Copy every one of the records below character for character, changing nothing.

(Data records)
-----

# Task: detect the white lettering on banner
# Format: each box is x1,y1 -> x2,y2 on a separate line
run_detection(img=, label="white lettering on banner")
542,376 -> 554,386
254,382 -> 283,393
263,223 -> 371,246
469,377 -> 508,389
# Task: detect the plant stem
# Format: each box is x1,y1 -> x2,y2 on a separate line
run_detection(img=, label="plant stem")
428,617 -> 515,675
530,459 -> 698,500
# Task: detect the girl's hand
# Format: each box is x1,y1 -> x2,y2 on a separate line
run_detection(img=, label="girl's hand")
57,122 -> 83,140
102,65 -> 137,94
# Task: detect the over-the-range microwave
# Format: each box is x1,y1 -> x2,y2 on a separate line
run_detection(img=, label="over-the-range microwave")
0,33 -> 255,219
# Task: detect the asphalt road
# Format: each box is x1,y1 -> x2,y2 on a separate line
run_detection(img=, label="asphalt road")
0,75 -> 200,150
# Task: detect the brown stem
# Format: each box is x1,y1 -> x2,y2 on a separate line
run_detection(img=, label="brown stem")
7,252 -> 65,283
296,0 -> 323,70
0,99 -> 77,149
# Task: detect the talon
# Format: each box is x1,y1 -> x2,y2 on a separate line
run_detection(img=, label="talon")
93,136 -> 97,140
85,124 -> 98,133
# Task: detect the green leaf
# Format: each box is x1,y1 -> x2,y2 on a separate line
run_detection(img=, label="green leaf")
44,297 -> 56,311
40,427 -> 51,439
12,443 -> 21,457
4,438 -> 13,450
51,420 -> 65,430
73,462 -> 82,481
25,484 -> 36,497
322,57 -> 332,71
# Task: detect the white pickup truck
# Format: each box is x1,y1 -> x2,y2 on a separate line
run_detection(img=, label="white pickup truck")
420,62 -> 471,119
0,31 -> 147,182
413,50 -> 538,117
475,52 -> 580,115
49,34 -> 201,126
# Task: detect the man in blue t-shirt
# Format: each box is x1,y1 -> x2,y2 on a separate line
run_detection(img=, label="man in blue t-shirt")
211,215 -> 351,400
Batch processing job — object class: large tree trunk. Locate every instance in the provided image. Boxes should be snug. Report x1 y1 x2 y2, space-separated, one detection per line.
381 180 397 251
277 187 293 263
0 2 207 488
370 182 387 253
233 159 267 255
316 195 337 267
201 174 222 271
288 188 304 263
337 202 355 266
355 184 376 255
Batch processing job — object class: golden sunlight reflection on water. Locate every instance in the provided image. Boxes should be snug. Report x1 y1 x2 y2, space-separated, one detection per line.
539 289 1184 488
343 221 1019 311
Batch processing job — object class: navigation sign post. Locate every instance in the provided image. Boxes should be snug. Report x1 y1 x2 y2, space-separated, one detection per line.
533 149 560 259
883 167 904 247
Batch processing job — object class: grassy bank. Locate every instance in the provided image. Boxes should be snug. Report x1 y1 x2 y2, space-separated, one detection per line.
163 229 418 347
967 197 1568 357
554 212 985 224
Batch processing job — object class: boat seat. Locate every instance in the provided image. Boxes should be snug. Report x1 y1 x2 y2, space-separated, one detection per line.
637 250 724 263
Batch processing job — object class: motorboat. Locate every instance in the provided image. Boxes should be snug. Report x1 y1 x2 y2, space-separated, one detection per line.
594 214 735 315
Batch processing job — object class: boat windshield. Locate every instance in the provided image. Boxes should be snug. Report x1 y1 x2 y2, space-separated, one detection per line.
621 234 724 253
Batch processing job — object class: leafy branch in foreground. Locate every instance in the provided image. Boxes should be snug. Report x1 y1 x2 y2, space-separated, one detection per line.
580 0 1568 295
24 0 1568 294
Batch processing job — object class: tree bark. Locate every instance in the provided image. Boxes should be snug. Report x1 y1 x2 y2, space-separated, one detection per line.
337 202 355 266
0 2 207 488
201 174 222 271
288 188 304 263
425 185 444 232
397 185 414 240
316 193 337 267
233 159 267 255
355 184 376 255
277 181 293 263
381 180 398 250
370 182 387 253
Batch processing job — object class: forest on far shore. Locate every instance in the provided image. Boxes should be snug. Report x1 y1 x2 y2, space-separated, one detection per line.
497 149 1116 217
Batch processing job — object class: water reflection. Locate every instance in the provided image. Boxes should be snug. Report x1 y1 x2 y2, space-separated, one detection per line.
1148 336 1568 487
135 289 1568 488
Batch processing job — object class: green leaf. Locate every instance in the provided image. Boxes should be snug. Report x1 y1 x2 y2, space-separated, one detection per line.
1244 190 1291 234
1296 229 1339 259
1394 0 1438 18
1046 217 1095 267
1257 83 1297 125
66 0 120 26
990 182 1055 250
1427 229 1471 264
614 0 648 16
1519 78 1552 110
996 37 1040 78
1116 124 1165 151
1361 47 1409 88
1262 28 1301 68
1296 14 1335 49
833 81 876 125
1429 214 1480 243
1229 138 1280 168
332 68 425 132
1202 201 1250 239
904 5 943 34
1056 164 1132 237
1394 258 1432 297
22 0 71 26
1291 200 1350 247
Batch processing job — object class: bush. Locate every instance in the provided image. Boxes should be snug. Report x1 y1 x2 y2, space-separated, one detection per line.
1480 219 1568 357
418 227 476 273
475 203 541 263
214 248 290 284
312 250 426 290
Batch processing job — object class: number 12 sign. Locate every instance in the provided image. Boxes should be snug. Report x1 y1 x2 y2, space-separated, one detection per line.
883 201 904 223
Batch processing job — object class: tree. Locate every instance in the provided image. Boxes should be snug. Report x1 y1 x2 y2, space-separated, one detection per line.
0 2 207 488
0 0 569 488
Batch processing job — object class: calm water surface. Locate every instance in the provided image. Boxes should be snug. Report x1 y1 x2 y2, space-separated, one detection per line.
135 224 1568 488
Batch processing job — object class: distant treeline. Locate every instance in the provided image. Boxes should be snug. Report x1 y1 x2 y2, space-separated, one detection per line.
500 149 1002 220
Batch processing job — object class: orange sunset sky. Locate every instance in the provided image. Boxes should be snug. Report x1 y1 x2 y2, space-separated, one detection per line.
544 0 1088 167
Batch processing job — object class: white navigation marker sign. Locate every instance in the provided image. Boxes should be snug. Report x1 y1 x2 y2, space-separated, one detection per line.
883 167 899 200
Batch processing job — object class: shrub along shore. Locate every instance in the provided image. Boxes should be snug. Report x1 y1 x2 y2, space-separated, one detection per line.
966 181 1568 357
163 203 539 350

-----

ANSWER TO THE EXERCISE =>
# Task: detect the white lettering on banner
# Format: each box is x1,y1 -> x2,y2 on a separate line
run_detection(img=, label="white lettering on banner")
542,376 -> 554,386
254,382 -> 283,393
263,223 -> 371,246
469,377 -> 508,389
# Task: detect the plant stem
# Format: each box is x1,y1 -> x2,y2 on a separate line
run_detection(img=, label="plant stem")
428,617 -> 515,675
530,459 -> 698,500
# Task: detect the girl's hand
# Format: each box is x1,y1 -> x2,y2 on a separate line
run_detection(img=, label="girl's hand")
57,122 -> 83,140
102,65 -> 137,94
# Task: detect the over-the-range microwave
# Format: each box is x1,y1 -> x2,y2 on a separate line
run_detection(img=, label="over-the-range microwave")
0,33 -> 255,219
# Task: detect the asphalt road
# Format: each box is x1,y1 -> x2,y2 on a separate line
run_detection(img=, label="asphalt road")
0,75 -> 200,150
# Task: detect the brown stem
# Format: each box is x1,y1 -> x2,y2 on a separate line
run_detection(img=, label="brown stem")
7,252 -> 65,283
296,0 -> 323,70
0,99 -> 77,149
# Task: detect the talon
# Format: each box is x1,y1 -> x2,y2 on a separate line
run_detection(img=, label="talon")
93,136 -> 97,140
85,124 -> 98,133
# Task: detect the green leaf
# Format: each box is x1,y1 -> x2,y2 on a separate line
run_detection(img=, label="green leaf")
44,297 -> 56,311
40,427 -> 51,439
12,443 -> 21,457
4,438 -> 13,450
51,420 -> 65,430
73,462 -> 82,481
25,484 -> 36,497
322,57 -> 332,71
# Task: detect the white pickup truck
# Format: each box is x1,y1 -> x2,y2 on a separate line
run_detection(img=, label="white pickup truck")
420,62 -> 471,119
0,31 -> 147,182
413,50 -> 538,117
475,52 -> 580,115
49,34 -> 201,126
# Task: detect the man in blue t-shirt
# Format: each box is x1,y1 -> x2,y2 on a separate line
run_detection(img=, label="man in blue t-shirt")
211,215 -> 351,400
Batch processing job — object class: large tree trunk. Locate every instance in the provided image. Boxes should be snug. Report x1 y1 x2 y2, space-separated, one detection per line.
381 180 397 251
277 187 293 263
0 2 207 488
370 182 387 253
233 159 267 255
316 195 337 267
201 174 222 271
288 188 304 263
337 202 355 266
355 184 376 255
Batch processing job — object class: golden sunlight reflection on water. Locate every instance in the provided image. Boxes should be snug. Report x1 y1 x2 y2, space-separated, one detection per line.
539 289 1184 488
343 221 1019 311
Batch processing job — object class: navigation sign post. Locate every instance in the provided image. Boxes should be snug. Report x1 y1 x2 y2, space-separated, one detection per line.
533 149 560 259
883 167 904 247
Batch processing job — object class: grassy bank. Locate every instance in the provided image. Boxes should be snug. Report x1 y1 x2 y2, space-separated, one detection per line.
163 229 418 347
967 197 1568 357
554 212 985 224
Batch processing job — object class: boat seat. Locate every instance in the provided image. Boxes should be snug. Report x1 y1 x2 y2, space-separated, one detection per line.
637 250 724 263
Batch processing job — object class: motorboat. Locate every instance in the provided image. Boxes should be snug. Report x1 y1 x2 y2, space-separated, one detection per line.
594 214 735 315
Batch processing job — object class: boat windshield. Locate every instance in the provided image. Boxes should be snug. Report x1 y1 x2 y2, space-separated, one detection per line.
621 234 724 253
Batch processing job — object class: leafy branch in foreground. Locate every instance in the provided image. Boxes should be snug. Report x1 y1 x2 y2, space-separated, one detection per line.
580 0 1568 295
24 0 1568 294
Batch processing job — object class: tree bark. Locate every instance in the provided image. Boxes should be snug. Report x1 y1 x2 y2, space-separated, one detection per line.
337 202 355 266
0 2 207 488
201 174 222 271
288 188 304 263
425 185 444 232
397 185 414 240
316 193 337 267
233 159 267 255
355 184 376 255
277 181 293 263
381 180 398 250
370 182 387 253
Batch processing job — object class: forest on far shore. Locate every instance in the provided image. Boxes should be snug. Report x1 y1 x2 y2, space-separated, one detection per line.
497 149 1116 217
Batch processing job — object class: water reflection. Locate every instance in the provided image. Boxes should be snug. Report x1 y1 x2 y2, space-separated, one detection per line.
1148 336 1568 487
135 289 1568 488
Batch processing job — object class: green leaf. Locate every instance in the provided image. Boxes should be snug. Report x1 y1 x2 y2, space-separated, one detection per line.
1244 190 1291 234
1296 229 1339 259
1394 0 1438 18
1046 217 1095 267
1257 83 1297 125
66 0 120 26
990 182 1055 250
1427 229 1471 264
614 0 648 16
1519 78 1552 110
996 37 1040 78
1116 124 1165 151
1361 47 1409 88
1262 28 1301 68
1296 14 1335 49
833 81 876 125
1429 214 1480 243
1229 138 1280 168
332 68 425 132
1202 201 1250 239
904 5 943 34
1056 164 1132 237
1394 258 1432 297
22 0 71 26
1291 200 1350 247
Batch processing job — object class: bush. Locate every instance in the provided image. Boxes should be snug. Report x1 y1 x2 y2, space-separated, one detection per line.
1480 219 1568 357
418 227 476 273
475 203 541 263
214 248 290 284
312 250 426 290
Batch processing job — object class: number 12 sign. Locate every instance in the provided image. Boxes should be snug. Report x1 y1 x2 y2, space-separated, one detection per line.
883 201 904 223
Batch processing job — object class: tree. Locate every instance in the provided image. Boxes should be snug. Report x1 y1 x2 y2, space-separated, one detection per line.
0 2 207 488
0 0 569 488
Batch processing job — object class: calm water surface. Locate every instance in the provided image. Boxes should be snug. Report x1 y1 x2 y2, space-separated, one detection per line.
135 224 1568 488
Batch processing job — object class: distant treeline. Locate every instance in the provided image. Boxes should be snug. Report x1 y1 x2 y2, space-separated, one detection per line.
500 149 1002 220
Batch processing job — object class: orange sunset sky. Locate every instance in the provided image. Boxes should be snug. Report x1 y1 x2 y2, space-separated, one detection per line.
544 0 1088 167
Batch processing job — object class: white navigation marker sign. Locate every instance in the provided image. Boxes should be snug. Report x1 y1 x2 y2, space-separated, one detection per line.
883 167 899 200
Batch processing job — object class: shrub along shore. Locate every instance in the provided image. Boxes should be snug. Report x1 y1 x2 y2, space-separated, one detection per line.
966 181 1568 357
163 203 539 350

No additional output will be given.